→ TEXT TO READ
Joseph Bedford and Jessica Reynolds, the organisers of the series, began with remarks about Harman’s idea of a ‘Circus of Objects,’ – of the possibility of objects interacting as objects, not as parts of networks or systems, narratives or hierarchies and asked whether this could be a way of thinking about and designing architecture. If the social and historical is bracketed out from architecture, what might this mean?

It was extraordinary. I had the sense of being in the presence of a radically original thinker, who is probably going to incredibly important for the future of western philosophy. These are the somewhat sketchy notes I took.

Harman began by giving an overview of his philosophy and defining what he means by ‘Object Oriented Ontology’ (triple o). Quite simply, it means putting objects at the centre of philosophy. This has been thwarted by three tendencies in Western thought, which he called ‘under mining’, ‘over mining’ or ‘dual mining’. Under mining relates all physical objects back (or forward) to a single giant blob, the primordial apeiron. The problem with this is that it cannot explain emergence, everything is just a fragment of some primal, durable condition which it comes from and reverts to. For over mining philosophers on the other hand, there are no such things as objects, there are only ideas. No real objects exist outside of subjects, of our knowledge of them. Latour is, in one sense a bit of an over miner – a thing is what it does, how it acts; there are no such things as objects, only events, networks, systems. He explains how things behave through his idea of ‘plasma’, something larger than networks. This makes him a dual miner, both modes of thought in league against object at the same time.

→ AIM 1
Transcribe the notes on Harman's lecture in full, word for word.
→ AIM 2
Pull out every line in the rows below that contains the word "tree", and copy each one unchanged.

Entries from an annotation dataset
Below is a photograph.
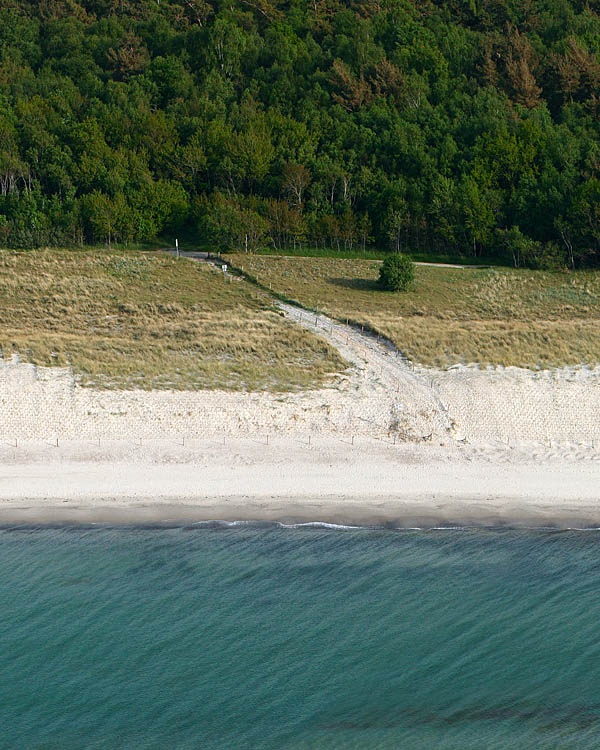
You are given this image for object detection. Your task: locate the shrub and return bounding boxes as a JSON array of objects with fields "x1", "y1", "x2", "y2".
[{"x1": 379, "y1": 253, "x2": 415, "y2": 292}]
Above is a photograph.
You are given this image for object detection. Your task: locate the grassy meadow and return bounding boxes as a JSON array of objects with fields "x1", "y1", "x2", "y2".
[
  {"x1": 230, "y1": 254, "x2": 600, "y2": 369},
  {"x1": 0, "y1": 250, "x2": 345, "y2": 391}
]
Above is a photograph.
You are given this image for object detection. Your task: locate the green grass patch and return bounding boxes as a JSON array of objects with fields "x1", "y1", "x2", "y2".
[
  {"x1": 232, "y1": 255, "x2": 600, "y2": 369},
  {"x1": 0, "y1": 249, "x2": 346, "y2": 391}
]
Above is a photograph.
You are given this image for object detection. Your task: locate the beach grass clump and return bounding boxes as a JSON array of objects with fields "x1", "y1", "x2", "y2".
[
  {"x1": 0, "y1": 250, "x2": 346, "y2": 391},
  {"x1": 232, "y1": 255, "x2": 600, "y2": 369}
]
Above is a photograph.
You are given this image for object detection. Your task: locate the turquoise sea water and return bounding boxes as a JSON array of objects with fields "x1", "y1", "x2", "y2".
[{"x1": 0, "y1": 526, "x2": 600, "y2": 750}]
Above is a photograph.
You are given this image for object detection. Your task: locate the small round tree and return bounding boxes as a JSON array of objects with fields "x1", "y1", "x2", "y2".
[{"x1": 379, "y1": 253, "x2": 415, "y2": 292}]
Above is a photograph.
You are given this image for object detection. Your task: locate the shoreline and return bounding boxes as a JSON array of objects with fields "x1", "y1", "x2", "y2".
[
  {"x1": 0, "y1": 438, "x2": 600, "y2": 528},
  {"x1": 0, "y1": 498, "x2": 600, "y2": 531}
]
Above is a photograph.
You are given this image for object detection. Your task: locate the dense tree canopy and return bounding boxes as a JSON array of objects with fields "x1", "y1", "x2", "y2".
[{"x1": 0, "y1": 0, "x2": 600, "y2": 266}]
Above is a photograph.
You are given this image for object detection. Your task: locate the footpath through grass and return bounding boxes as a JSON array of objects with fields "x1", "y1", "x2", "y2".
[
  {"x1": 0, "y1": 250, "x2": 345, "y2": 391},
  {"x1": 230, "y1": 254, "x2": 600, "y2": 369}
]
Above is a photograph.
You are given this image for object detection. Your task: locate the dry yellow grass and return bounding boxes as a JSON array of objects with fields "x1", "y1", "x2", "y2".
[
  {"x1": 231, "y1": 255, "x2": 600, "y2": 369},
  {"x1": 0, "y1": 250, "x2": 345, "y2": 391}
]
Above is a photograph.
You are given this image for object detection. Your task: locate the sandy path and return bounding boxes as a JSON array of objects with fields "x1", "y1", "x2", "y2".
[{"x1": 0, "y1": 272, "x2": 600, "y2": 526}]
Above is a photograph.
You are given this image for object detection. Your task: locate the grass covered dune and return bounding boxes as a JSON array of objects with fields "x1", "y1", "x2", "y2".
[
  {"x1": 230, "y1": 254, "x2": 600, "y2": 369},
  {"x1": 0, "y1": 250, "x2": 345, "y2": 391}
]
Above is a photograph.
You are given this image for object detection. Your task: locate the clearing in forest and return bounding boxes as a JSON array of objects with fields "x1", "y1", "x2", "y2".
[
  {"x1": 229, "y1": 254, "x2": 600, "y2": 369},
  {"x1": 0, "y1": 250, "x2": 346, "y2": 391}
]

→ WRITTEN REPLY 1
Joseph Bedford and Jessica Reynolds, the organisers of the series, began with remarks about Harman’s idea of a ‘Circus of Objects,’ – of the possibility of objects interacting as objects, not as parts of networks or systems, narratives or hierarchies and asked whether this could be a way of thinking about and designing architecture. If the social and historical is bracketed out from architecture, what might this mean?

It was extraordinary. I had the sense of being in the presence of a radically original thinker, who is probably going to incredibly important for the future of western philosophy. These are the somewhat sketchy notes I took.

Harman began by giving an overview of his philosophy and defining what he means by ‘Object Oriented Ontology’ (triple o). Quite simply, it means putting objects at the centre of philosophy. This has been thwarted by three tendencies in Western thought, which he called ‘under mining’, ‘over mining’ or ‘dual mining’. Under mining relates all physical objects back (or forward) to a single giant blob, the primordial apeiron. The problem with this is that it cannot explain emergence, everything is just a fragment of some primal, durable condition which it comes from and reverts to. For over mining philosophers on the other hand, there are no such things as objects, there are only ideas. No real objects exist outside of subjects, of our knowledge of them. Latour is, in one sense a bit of an over miner – a thing is what it does, how it acts; there are no such things as objects, only events, networks, systems. He explains how things behave through his idea of ‘plasma’, something larger than networks. This makes him a dual miner, both modes of thought in league against object at the same time.

→ WRITTEN REPLY 2
You are given this image for object detection. Your task: locate the small round tree and return bounding boxes as a JSON array of objects with fields "x1", "y1", "x2", "y2".
You are given this image for object detection. Your task: locate the dense tree canopy and return bounding boxes as a JSON array of objects with fields "x1", "y1", "x2", "y2".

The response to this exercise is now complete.